About this task: Please transcribe the data below exactly. Leave the pictures out.

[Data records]
────────────────

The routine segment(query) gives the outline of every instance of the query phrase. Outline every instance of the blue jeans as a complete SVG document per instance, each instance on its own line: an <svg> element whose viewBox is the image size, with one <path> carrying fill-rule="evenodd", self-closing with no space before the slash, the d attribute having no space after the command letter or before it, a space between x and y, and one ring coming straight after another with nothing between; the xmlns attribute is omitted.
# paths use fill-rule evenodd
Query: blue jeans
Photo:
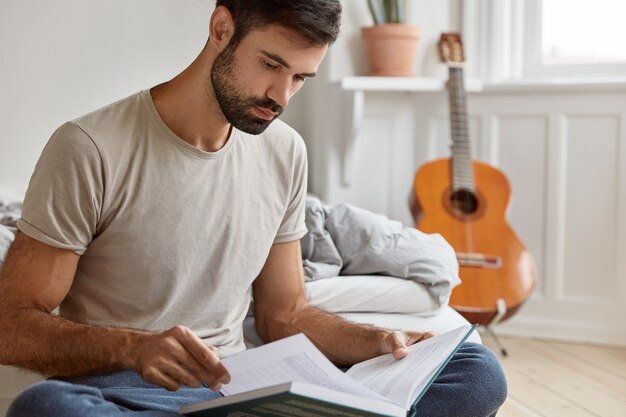
<svg viewBox="0 0 626 417"><path fill-rule="evenodd" d="M39 382L15 399L7 417L174 417L182 404L220 395L208 388L169 392L126 371ZM506 396L506 380L495 354L482 345L465 343L408 416L494 416Z"/></svg>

────────────────

Reply to the task:
The routine segment(query) gives the outline of every instance of the query phrase. Outline every instance of the blue jeans as a complete SVG document per instance, each instance on its own line: an <svg> element whose viewBox is the image size, with one <path> carrying fill-rule="evenodd", self-closing with no space before the slash, the d attribute having no space after the command letter or before it, a space between x and y, and one ring coming straight after another with nothing between; the xmlns attribute is omitted.
# paths use fill-rule evenodd
Query: blue jeans
Photo:
<svg viewBox="0 0 626 417"><path fill-rule="evenodd" d="M39 382L15 399L7 417L174 417L182 404L220 395L208 388L169 392L126 371ZM506 396L506 380L495 354L482 345L465 343L408 416L494 416Z"/></svg>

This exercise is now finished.